* **WORK TO DO**
**a.** Decide whether each statement agrees with the DCCP passage, and answer yes or no, quoting the deciding words of the text exactly. (i) DCCP needs a three-way handshake before communication starts. (ii) DCCP pauses to retransmit a single lost packet. (iii) CCID-4 was designed for small packets.
**b.** According to the DCCP passage, what can applications choose based on the scenario?
**c.** Reproduce everything in the DCCP passage from "But this analogy" down to "lineage with TCP.".

11.6 DCCP: Datagram Congestion Control Protocol
We have finally reached the last stop on the IPv4 transport layer tour.
DCCP is a protocol born from a dilemma: it wants the speed of UDP (low latency, no retransmission) combined with the politeness of TCP (congestion control). You can think of it as "polite UDP" — it doesn't blindly flood the network regardless of congestion, nor does it halt everything to retransmit a single lost packet and ruin real-time performance.
But this analogy isn't entirely accurate: DCCP isn't a hack that patches UDP. Like TCP, it is connection-oriented and requires a three-way handshake before communication begins. In the kernel implementation, it even shares deep lineage with TCP.
Returning to the "polite UDP" analogy: you can probably see that DCCP's core strength lies in controllability. It allows applications to choose different "levels of politeness" (i.e., different congestion control algorithms, or CCIDs) based on the scenario. If you pick the wrong algorithm — for example, using CCID-4, designed for small packets, in a streaming media scenario — you might get a terrible experience, or it might not work at all.

* **MATERIAL SHOWN**

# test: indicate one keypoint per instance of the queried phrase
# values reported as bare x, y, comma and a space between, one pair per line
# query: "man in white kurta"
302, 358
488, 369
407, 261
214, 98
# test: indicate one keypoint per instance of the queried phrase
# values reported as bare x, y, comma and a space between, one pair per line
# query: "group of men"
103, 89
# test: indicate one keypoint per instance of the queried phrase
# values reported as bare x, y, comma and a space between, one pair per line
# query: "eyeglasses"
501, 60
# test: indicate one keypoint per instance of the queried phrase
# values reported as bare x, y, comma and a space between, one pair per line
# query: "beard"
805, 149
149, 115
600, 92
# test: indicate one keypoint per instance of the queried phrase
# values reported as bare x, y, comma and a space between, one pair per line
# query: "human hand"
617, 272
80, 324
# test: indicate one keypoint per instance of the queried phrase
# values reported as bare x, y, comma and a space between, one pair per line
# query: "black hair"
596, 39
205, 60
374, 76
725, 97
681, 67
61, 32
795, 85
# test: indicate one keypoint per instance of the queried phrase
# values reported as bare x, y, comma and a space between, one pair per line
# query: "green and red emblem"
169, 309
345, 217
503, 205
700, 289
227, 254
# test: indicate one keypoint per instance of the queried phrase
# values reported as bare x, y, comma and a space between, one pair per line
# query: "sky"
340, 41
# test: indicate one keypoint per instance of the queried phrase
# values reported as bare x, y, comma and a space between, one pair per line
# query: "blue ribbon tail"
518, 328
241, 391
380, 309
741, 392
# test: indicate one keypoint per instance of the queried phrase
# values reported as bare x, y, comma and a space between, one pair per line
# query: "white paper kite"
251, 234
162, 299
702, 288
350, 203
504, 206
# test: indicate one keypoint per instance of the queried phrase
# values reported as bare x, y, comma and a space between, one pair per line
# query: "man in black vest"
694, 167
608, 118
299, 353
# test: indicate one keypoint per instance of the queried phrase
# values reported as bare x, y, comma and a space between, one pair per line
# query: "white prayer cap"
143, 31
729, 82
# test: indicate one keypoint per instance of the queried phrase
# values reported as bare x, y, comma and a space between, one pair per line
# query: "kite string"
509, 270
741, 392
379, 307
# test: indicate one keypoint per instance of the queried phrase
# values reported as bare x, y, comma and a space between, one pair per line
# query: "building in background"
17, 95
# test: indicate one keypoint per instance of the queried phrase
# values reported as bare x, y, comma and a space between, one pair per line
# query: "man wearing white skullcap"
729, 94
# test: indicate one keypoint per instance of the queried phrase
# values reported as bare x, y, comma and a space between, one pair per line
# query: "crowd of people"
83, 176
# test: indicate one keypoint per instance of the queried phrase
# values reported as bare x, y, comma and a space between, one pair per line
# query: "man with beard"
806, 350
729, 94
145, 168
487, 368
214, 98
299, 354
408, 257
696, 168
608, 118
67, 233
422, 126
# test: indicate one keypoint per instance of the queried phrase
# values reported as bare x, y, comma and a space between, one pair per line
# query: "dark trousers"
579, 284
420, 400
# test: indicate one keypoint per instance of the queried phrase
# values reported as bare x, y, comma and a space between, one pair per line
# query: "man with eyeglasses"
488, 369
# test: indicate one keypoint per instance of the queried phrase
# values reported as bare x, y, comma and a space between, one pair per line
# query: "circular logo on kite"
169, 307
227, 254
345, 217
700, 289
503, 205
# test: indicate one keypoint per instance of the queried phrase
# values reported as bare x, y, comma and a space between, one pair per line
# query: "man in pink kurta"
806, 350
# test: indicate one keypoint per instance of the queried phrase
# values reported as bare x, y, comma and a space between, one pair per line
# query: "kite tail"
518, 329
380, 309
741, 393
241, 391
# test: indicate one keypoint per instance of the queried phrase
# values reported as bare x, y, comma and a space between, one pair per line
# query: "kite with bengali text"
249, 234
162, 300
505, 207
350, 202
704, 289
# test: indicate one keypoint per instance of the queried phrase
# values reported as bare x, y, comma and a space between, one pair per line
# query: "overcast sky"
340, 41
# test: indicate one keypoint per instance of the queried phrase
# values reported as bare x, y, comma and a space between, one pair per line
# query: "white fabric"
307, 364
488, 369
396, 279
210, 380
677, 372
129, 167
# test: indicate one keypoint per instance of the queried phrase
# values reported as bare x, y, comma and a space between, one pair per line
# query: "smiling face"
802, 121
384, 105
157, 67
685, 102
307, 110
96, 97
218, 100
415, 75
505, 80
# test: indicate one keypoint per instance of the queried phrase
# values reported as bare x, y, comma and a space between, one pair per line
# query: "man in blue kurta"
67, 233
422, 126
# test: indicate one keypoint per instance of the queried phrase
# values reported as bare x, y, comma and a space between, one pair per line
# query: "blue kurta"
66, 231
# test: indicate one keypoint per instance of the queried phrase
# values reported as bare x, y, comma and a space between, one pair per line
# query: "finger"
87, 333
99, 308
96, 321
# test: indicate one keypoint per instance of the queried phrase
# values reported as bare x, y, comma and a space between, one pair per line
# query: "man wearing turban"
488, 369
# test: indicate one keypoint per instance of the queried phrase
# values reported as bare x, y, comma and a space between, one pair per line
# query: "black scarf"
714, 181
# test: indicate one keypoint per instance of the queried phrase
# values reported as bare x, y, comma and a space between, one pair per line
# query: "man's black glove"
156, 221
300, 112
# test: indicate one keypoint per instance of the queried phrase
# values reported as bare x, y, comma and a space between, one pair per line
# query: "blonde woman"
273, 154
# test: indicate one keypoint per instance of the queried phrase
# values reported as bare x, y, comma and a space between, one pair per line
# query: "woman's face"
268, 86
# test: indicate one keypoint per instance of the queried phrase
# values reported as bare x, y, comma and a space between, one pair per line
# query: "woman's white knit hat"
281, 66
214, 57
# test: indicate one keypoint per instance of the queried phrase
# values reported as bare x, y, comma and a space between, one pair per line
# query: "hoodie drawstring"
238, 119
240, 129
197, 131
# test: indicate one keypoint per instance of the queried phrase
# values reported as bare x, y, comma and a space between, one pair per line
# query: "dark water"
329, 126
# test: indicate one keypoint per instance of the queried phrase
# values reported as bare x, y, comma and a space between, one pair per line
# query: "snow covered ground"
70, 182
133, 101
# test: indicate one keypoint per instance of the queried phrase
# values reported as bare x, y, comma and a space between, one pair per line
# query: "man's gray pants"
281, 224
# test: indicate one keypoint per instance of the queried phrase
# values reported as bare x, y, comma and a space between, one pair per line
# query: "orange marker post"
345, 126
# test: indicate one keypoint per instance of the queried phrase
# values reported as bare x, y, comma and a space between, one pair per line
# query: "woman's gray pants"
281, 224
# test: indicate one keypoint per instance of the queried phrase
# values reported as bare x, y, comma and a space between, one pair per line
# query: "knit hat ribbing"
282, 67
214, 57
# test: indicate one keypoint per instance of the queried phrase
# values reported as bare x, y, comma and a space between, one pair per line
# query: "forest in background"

* **ANSWER LIST**
**a.**
(i) Yes: "Like TCP, it is connection-oriented and requires a three-way handshake before communication begins."
(ii) No: "nor does it halt everything to retransmit a single lost packet and ruin real-time performance."
(iii) Yes: "using CCID-4, designed for small packets, in a streaming media scenario"

**b.** Different "levels of politeness," meaning different congestion control algorithms, or CCIDs.

**c.**
But this analogy isn't entirely accurate: DCCP isn't a hack that patches UDP. Like TCP, it is connection-oriented and requires a three-way handshake before communication begins. In the kernel implementation, it even shares deep lineage with TCP.